-- Objective --
Revise the entire listing below by replacing every "Mark" with "Locate" and leaving everything else unchanged.

## Begin Data for this exercise

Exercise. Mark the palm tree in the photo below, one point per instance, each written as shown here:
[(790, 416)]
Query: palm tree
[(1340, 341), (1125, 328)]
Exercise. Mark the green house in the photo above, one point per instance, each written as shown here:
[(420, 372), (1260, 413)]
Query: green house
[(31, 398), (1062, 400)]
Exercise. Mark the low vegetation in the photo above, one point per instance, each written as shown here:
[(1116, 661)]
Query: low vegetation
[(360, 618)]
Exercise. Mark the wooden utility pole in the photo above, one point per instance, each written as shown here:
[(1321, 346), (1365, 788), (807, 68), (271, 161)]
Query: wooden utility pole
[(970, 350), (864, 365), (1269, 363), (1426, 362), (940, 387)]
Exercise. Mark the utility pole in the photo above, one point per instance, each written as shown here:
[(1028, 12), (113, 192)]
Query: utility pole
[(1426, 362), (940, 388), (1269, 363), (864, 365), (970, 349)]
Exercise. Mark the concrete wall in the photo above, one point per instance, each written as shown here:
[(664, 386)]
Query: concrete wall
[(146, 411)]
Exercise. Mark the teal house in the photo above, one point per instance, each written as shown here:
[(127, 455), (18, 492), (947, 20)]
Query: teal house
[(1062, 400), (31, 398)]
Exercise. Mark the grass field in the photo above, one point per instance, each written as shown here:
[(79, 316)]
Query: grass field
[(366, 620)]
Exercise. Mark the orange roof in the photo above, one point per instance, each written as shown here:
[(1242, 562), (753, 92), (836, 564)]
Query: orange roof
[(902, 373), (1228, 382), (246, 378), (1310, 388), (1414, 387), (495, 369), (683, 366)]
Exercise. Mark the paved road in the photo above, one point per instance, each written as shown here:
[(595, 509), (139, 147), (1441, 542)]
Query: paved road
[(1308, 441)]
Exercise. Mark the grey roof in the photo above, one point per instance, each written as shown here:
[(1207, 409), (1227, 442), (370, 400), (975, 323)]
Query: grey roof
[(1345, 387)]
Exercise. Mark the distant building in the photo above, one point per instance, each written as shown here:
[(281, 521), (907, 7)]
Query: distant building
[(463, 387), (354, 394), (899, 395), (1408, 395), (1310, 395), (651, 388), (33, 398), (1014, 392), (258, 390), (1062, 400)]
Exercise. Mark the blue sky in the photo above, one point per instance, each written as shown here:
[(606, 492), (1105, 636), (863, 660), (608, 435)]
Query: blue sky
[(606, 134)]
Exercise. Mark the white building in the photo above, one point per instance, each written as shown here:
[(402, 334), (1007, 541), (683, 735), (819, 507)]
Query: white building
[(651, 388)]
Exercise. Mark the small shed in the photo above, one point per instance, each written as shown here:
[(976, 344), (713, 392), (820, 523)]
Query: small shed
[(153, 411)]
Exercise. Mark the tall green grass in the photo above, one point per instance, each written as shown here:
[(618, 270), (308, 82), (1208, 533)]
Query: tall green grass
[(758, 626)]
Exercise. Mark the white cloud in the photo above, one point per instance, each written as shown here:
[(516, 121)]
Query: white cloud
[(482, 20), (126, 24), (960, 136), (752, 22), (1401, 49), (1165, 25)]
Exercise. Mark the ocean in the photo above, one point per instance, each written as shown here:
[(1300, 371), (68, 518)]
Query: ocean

## End Data for this exercise

-- Response for this exercise --
Exercise. Locate the palm tree in the photo below, one point per instance, each written as shown here:
[(790, 416)]
Query: palm tree
[(1340, 341), (1125, 328)]
Exercise. Locate the green house in the photo above, one point per instance, each written as shown here:
[(420, 372), (1260, 413)]
Query: green house
[(31, 398), (1062, 400)]
Exercise. Locate the low vegetation in the photo above, one point per instance, each written as shown here:
[(1116, 661)]
Query: low vegetation
[(360, 618)]
Exercise. Locate the wooden utility pole in the photo above, one point per instance, each written as shown here:
[(1321, 346), (1365, 788), (807, 68), (271, 161)]
Query: wooden utility pole
[(970, 350), (864, 365), (1269, 363), (1426, 362), (940, 387)]
Exercise. Locate the utility pole in the photo above, one point per instance, each written as shown here:
[(1028, 12), (113, 192)]
Query: utility pole
[(1426, 362), (940, 388), (1269, 363), (864, 365), (970, 349)]
Exercise. Locate the concrete wall in the photo above, one point per instance, each written as shown here:
[(664, 386)]
Query: concrete wall
[(146, 411)]
Exercise. Locate the teal house in the photo above, one point per instance, each written as shown here:
[(127, 455), (18, 492), (947, 20)]
Query: teal house
[(1062, 400), (31, 398)]
Exercise. Locate the grass field in the photo above, one point per instance, each written as shown here:
[(79, 316)]
Query: grass field
[(366, 620)]
Exercise. Locate the orange roof in the photo above, one point per instance, each written as shown here:
[(1242, 562), (753, 92), (836, 564)]
Query: orange roof
[(902, 373), (1228, 382), (246, 378), (1310, 388), (1414, 387), (495, 369), (683, 366)]
Exercise. Locate the paved road in the photo above, one point per instance, each written as shown here:
[(595, 509), (139, 147), (1441, 542)]
Query: paved road
[(1308, 441)]
Exercise. Locate the grey roof in the photo above, one point per instance, each written as shown here:
[(1207, 409), (1227, 442), (370, 400), (975, 323)]
Query: grey roof
[(1345, 387)]
Exercise. Locate the distant building in the photo above, one point per instance, each written as shown here:
[(281, 521), (907, 7)]
Query: distant building
[(463, 387), (354, 394), (899, 395), (1408, 395), (1310, 395), (651, 388), (33, 398), (1014, 392), (258, 390), (1062, 400)]
Exercise. Locate the blue sky in the photo above, one point per instance, each written as shown here:
[(606, 492), (1105, 636), (863, 660), (608, 435)]
Query: blue sky
[(606, 134)]
Exercise. Locate the white building in the photo above, one point per instance, each written as shown here:
[(402, 334), (1007, 541), (683, 735), (819, 507)]
Query: white building
[(651, 388)]
Exercise. Locate the small shed in the photo above, one point per instance, each written as shown here:
[(976, 344), (713, 392), (820, 523)]
Query: small shed
[(153, 411)]
Exercise. Locate the tall green grass in the photo above, one point per instance, each written as shown here:
[(618, 270), (308, 82), (1208, 533)]
Query: tall green grass
[(758, 626)]
Exercise. Locate the white cloud in the photo above, one point per instance, each written as shown here:
[(516, 121)]
Query: white cloud
[(482, 20), (126, 24), (960, 136), (752, 22), (1401, 49), (1165, 25)]
Exercise. Locate the ocean in the photo above, one point per instance, each written as shown here:
[(1300, 371), (68, 518)]
Query: ocean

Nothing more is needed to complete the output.